What to do:
Out of the entries that follow, copy each line containing "grassy".

Extracted records START

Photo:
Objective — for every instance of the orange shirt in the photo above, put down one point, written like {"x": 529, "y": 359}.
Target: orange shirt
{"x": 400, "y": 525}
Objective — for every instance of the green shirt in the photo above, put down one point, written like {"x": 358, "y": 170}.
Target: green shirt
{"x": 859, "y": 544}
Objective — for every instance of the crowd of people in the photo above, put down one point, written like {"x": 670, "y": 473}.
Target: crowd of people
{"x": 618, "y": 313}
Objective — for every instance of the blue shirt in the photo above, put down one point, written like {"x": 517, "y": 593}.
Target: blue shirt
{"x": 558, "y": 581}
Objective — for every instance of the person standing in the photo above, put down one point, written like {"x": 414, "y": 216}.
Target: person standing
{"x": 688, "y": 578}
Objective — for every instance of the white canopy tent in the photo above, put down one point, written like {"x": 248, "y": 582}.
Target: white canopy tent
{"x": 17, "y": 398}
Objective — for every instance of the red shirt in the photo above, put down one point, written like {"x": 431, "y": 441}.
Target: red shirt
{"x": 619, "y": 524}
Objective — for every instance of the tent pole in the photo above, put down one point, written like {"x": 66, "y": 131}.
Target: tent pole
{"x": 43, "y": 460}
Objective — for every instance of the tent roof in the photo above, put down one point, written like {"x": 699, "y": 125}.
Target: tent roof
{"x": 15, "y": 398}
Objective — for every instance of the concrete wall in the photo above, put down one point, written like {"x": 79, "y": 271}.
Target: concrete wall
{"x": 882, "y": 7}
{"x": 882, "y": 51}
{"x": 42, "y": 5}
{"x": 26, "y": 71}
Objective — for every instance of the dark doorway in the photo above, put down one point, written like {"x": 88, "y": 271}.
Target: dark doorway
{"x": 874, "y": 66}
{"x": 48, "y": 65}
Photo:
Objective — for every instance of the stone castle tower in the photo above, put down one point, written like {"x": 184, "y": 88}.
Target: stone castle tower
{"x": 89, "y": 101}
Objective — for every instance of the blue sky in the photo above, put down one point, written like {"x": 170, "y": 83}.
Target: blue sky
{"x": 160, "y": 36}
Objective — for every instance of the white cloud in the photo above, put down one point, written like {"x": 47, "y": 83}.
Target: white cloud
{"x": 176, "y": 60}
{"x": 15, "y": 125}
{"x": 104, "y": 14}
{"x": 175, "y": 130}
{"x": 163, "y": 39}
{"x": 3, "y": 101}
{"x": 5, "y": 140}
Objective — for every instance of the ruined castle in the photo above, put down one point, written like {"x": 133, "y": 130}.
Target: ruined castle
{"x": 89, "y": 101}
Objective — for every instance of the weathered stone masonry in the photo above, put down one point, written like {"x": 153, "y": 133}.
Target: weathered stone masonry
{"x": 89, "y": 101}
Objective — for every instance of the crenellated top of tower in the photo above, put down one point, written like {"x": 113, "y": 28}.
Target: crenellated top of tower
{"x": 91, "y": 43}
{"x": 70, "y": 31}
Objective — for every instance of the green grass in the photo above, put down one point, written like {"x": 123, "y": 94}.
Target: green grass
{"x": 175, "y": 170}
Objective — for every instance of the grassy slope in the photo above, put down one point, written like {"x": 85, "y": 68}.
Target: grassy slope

Extracted records END

The completed task:
Objective — for every instance of the grassy slope in the photo above, put down one point, written like {"x": 85, "y": 68}.
Target: grassy slope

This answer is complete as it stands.